** EXERCISE **
In the listing below, locate the line containing "The service SHOULD locate every instance of the moss-covered"; reproduce that line and all lines that follow it, unchanged.
::::::::::
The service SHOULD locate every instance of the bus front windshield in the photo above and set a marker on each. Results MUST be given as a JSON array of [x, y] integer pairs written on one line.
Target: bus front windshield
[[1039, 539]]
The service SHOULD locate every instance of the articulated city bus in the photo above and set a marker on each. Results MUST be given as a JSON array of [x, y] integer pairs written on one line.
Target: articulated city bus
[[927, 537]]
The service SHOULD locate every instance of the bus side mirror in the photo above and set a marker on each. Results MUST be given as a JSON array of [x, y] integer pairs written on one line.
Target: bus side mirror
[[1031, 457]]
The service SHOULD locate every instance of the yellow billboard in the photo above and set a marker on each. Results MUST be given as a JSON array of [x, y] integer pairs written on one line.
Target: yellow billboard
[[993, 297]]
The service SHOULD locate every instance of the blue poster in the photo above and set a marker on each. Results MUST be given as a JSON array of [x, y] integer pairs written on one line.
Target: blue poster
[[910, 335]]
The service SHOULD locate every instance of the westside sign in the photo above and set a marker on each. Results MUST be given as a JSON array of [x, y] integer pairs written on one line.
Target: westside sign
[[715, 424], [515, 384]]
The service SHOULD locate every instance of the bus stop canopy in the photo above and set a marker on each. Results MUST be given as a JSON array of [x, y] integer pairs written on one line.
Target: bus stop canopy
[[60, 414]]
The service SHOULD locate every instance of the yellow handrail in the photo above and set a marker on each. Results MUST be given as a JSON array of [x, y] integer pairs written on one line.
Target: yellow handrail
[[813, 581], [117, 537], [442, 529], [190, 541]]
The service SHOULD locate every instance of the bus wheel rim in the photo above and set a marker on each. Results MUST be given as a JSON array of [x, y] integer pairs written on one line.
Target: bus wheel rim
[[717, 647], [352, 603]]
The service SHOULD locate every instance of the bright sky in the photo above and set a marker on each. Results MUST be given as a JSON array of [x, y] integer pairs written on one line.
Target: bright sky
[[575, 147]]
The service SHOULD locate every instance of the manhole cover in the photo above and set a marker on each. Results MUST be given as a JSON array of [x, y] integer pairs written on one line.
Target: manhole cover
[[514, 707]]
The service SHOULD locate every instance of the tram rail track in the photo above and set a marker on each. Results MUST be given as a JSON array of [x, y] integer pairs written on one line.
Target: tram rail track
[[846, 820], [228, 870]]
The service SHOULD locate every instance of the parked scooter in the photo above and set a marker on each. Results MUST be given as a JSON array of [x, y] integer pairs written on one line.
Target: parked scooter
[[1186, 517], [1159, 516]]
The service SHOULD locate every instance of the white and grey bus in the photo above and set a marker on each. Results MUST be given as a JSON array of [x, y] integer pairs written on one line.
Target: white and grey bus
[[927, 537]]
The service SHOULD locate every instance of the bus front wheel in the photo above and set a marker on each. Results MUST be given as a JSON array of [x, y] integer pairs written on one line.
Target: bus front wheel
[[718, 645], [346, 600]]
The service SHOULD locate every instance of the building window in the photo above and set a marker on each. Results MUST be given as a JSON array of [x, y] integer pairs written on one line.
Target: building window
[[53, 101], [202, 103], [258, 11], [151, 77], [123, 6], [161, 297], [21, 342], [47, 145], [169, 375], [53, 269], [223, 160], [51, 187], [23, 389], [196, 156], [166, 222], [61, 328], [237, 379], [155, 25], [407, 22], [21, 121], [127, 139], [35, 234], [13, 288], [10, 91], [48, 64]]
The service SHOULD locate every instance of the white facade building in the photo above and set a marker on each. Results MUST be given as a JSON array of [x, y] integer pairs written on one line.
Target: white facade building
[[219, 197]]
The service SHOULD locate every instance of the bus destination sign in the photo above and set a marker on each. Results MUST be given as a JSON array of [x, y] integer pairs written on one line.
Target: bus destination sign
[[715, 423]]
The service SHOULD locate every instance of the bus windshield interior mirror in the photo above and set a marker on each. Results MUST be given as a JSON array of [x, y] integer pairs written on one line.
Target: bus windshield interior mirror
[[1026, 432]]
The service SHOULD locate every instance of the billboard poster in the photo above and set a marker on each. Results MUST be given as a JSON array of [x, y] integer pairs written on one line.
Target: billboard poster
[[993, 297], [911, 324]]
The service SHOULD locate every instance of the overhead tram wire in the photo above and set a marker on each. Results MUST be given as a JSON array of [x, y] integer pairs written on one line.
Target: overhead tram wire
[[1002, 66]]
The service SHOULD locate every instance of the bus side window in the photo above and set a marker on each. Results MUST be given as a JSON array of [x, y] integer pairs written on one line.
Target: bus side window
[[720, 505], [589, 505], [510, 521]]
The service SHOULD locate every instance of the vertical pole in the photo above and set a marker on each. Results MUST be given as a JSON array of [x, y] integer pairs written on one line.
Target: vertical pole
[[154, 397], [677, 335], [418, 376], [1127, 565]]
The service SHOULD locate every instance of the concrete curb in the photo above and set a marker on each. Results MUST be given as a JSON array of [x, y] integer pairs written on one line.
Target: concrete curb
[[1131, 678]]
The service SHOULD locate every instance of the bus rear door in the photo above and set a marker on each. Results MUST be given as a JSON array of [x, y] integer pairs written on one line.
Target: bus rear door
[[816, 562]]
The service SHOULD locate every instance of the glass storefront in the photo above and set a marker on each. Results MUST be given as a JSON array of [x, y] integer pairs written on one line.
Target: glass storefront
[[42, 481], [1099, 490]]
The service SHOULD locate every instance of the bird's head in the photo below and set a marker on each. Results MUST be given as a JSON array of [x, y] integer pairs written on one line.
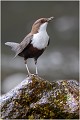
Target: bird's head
[[40, 24]]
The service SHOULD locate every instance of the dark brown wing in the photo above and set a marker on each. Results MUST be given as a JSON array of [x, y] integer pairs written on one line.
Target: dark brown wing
[[23, 44]]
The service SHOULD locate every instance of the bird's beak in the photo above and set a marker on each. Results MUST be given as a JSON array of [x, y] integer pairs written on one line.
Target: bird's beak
[[49, 19]]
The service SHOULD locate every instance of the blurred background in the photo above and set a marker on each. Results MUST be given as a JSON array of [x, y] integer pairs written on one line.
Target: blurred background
[[61, 58]]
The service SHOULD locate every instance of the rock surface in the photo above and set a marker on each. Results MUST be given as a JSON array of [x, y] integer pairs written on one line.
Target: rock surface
[[36, 98]]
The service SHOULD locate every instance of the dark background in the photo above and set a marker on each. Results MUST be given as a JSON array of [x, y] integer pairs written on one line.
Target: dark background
[[60, 60]]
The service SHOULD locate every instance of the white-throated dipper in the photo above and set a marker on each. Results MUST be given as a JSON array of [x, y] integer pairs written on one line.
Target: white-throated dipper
[[34, 44]]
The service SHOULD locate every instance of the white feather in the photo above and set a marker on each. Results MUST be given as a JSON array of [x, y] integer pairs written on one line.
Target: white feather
[[40, 40], [13, 45]]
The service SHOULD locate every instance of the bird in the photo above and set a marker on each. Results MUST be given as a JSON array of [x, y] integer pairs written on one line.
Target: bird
[[34, 44]]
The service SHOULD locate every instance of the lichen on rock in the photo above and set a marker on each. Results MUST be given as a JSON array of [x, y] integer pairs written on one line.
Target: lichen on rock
[[36, 98]]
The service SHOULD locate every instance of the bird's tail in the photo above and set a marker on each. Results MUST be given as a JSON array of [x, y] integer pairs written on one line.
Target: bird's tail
[[13, 45]]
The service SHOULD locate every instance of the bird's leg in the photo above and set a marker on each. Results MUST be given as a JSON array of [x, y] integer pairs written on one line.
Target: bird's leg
[[27, 68], [35, 60]]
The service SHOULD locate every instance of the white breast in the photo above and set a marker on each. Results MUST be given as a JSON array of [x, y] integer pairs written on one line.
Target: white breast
[[40, 40]]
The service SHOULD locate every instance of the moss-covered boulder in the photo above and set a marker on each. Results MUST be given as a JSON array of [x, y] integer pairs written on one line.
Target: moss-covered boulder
[[36, 98]]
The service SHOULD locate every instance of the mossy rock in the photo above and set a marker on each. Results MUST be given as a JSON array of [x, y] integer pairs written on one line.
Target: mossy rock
[[36, 98]]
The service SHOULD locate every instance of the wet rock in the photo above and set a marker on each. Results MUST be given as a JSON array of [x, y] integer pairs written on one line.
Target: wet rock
[[36, 98]]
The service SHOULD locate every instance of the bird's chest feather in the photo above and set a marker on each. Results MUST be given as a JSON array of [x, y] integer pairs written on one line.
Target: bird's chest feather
[[40, 40]]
::::::::::
** RESPONSE TO THE EXERCISE **
The service SHOULD locate every instance of the moss-covered boulder in the photo above and set a marker on each. Results MUST be given as a JSON array of [x, y] integer pairs written on one line.
Target: moss-covered boulder
[[36, 98]]
The service SHOULD locate every instance of the mossy rock in the photo above and set a marker on each. Results MUST be given as a JSON array of [x, y] integer pairs written on one line.
Target: mossy rock
[[36, 98]]
The service SHOULD locate every instance of the wet rock in the photo above and set a marker on each. Results MUST be given as a JSON array of [x, y] integer pairs written on one line.
Target: wet rock
[[36, 98]]
The service SHOULD locate every instance of the bird's chest feather in the photo above and set a marker on each. Results MUST be given as a JSON array of [x, y] integer pairs written on one line.
Target: bird's chest feather
[[40, 40]]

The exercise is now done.